-- Work to do --
Keep the images out and copy every entry below exactly.

-- Data for this task --
──────────
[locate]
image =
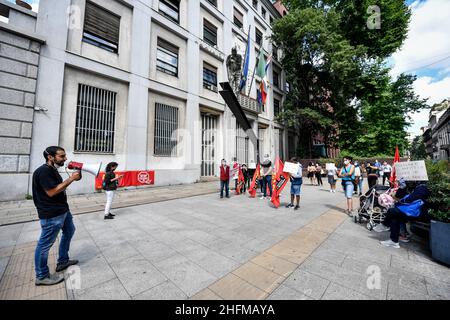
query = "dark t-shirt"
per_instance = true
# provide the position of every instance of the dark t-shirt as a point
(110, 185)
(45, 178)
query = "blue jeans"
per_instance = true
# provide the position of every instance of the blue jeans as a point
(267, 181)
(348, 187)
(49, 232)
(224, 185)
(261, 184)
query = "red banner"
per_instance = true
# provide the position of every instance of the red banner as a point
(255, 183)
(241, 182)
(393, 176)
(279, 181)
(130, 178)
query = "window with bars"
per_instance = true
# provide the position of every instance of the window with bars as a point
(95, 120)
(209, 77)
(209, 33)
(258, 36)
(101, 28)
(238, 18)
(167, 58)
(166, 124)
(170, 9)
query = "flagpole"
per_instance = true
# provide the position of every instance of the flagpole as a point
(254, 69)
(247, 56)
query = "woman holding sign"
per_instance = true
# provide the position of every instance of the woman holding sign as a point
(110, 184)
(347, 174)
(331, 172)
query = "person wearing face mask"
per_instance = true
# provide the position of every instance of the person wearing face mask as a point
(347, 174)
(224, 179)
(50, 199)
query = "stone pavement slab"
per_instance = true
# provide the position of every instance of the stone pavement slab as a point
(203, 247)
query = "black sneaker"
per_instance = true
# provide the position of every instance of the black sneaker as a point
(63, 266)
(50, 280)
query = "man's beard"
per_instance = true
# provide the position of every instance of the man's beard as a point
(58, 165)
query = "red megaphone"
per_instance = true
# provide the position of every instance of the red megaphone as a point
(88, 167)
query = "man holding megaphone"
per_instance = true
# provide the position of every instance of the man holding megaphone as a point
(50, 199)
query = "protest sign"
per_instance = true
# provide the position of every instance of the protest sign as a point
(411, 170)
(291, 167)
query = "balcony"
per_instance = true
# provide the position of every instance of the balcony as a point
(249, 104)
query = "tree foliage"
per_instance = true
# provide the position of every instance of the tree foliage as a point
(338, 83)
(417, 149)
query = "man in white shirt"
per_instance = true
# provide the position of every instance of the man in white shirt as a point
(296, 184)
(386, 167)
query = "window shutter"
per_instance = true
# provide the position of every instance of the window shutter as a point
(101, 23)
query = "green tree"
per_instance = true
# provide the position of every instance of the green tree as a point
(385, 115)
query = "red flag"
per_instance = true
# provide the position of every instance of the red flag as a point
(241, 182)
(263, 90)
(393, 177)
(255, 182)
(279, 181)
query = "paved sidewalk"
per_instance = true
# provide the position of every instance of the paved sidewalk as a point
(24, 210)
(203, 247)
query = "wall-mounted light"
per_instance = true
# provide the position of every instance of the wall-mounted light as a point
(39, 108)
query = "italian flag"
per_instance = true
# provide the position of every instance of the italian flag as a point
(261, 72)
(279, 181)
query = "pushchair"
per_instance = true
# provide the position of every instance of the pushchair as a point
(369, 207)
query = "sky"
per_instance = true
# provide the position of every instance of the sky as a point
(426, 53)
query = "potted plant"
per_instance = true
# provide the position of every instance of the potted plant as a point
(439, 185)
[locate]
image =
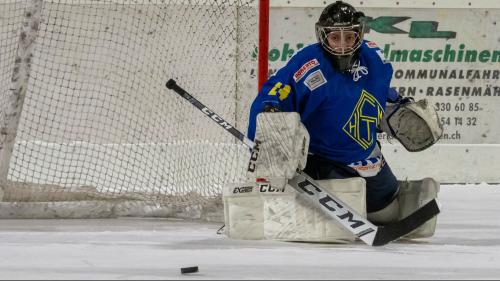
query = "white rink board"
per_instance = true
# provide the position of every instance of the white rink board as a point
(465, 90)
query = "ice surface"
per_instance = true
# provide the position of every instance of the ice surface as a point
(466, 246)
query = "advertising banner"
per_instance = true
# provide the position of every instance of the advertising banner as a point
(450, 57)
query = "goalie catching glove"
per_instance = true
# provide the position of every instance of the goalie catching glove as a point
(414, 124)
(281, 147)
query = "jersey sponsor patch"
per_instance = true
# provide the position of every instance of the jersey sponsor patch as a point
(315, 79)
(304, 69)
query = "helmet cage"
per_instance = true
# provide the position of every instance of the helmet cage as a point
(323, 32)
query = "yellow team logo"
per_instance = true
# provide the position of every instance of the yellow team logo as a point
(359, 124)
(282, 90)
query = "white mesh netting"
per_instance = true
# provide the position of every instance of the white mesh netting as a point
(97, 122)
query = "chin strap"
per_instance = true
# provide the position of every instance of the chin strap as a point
──────────
-- Answer for the task --
[locate]
image =
query = "dark t-shirt"
per_instance = true
# provide the position of every instance of the dark t-shirt as a point
(110, 185)
(45, 178)
query = "blue jeans"
per_instance = true
# provide the position of every instance of the blue jeans as a point
(267, 181)
(348, 187)
(49, 232)
(224, 185)
(261, 184)
query = "red banner"
per_instance = true
# provide the position of every instance of the red banner as a point
(255, 183)
(241, 182)
(393, 176)
(279, 181)
(130, 178)
query = "window with bars"
per_instance = true
# provide the position of every instance of the window with bars as a point
(95, 120)
(209, 77)
(209, 33)
(258, 36)
(101, 28)
(238, 18)
(167, 58)
(166, 124)
(170, 9)
query = "flagpole"
per_instance = true
# provide the position of every instance of the flagpole as a point
(254, 69)
(247, 56)
query = "woman holding sign"
per_instance = true
# provide the position of every instance of the woman holding sign as a point
(110, 184)
(347, 174)
(331, 172)
query = "person wearing face mask"
per_instance = true
# provide the position of every instance of the person wearing face mask as a point
(347, 174)
(224, 179)
(50, 199)
query = "stone pavement slab"
per_instance = true
# provide the position of every instance of the stone pavement slab as a point
(203, 247)
query = "black sneaker"
per_instance = true
# provide the position of every instance of the black sneaker as a point
(63, 266)
(50, 280)
query = "man's beard"
per_instance = true
# provide the position of every instance of the man's beard as a point
(58, 165)
query = "red megaphone"
per_instance = true
# provide the position of every instance of the red megaphone as a point
(88, 167)
query = "man holding megaphone"
per_instance = true
# provide the position of every instance of the man holding megaphone as a point
(50, 199)
query = "protest sign"
per_instance = true
# provide the position of every instance of the protest sign as a point
(411, 170)
(291, 167)
query = "balcony"
per_instance = true
# provide the position of every instance of the balcony as a point
(249, 104)
query = "tree foliage"
per_instance = true
# provide the position of every instance of the tree foliage as a point
(338, 83)
(417, 149)
query = "man in white shirt"
per_instance = true
# provide the position of every instance of the man in white shirt as a point
(296, 184)
(386, 167)
query = "window shutter"
per_instance = true
# provide the position of every instance of the window shutter as a point
(101, 23)
query = "green tree"
per_instance = true
# provide the position of every instance of the green tree as a point
(385, 115)
query = "red flag"
per_instance = true
# provide the position of every instance of the red flag as a point
(241, 182)
(263, 90)
(393, 177)
(255, 182)
(279, 181)
query = "paved sidewalk"
per_instance = true
# provide the position of every instance of the paved sidewalk as a point
(24, 210)
(203, 247)
query = "wall-mounted light"
per_instance = true
# provide the position of every instance of the wall-mounted light as a point
(39, 108)
query = "italian flag"
per_instance = true
# provide the position of every instance of the italian flag as a point
(261, 72)
(279, 181)
query = "pushchair"
per_instance = true
# provide the position of every instance of the pushchair as a point
(369, 207)
query = "sky"
per_instance = true
# provide the position of every instance of the sky as a point
(426, 53)
query = "potted plant"
per_instance = true
# provide the position of every instance of the potted plant as a point
(439, 185)
[locate]
image =
query = "white rink board"
per_instance = true
# provide the position of every instance of the white rink board as a point
(465, 90)
query = "ice surface"
per_instance = true
# provide the position of every instance of the ice surface as a point
(466, 246)
query = "advertising banner"
per_instance = true
# provide the position of every instance of the advertising banner as a point
(450, 57)
query = "goalie catching glove"
per_instance = true
# provide the position of every instance of the goalie catching glove as a point
(414, 124)
(281, 147)
query = "jersey sponsor patch"
per_instance = true
# provide the position of every instance of the jersey sponsor patch as a point
(315, 79)
(304, 69)
query = "helmet cage"
per_instance = true
# provide the position of every instance of the helmet cage as a point
(323, 32)
query = "yellow team logo"
per_instance = true
# provide the position of every instance of the yellow team logo as a point
(359, 124)
(282, 90)
query = "white mesh netting"
per_instance = true
# provide the position of every instance of the white mesh netting as a point
(97, 122)
query = "chin strap"
per_instance = true
# provide the position of every instance of the chin strap as a point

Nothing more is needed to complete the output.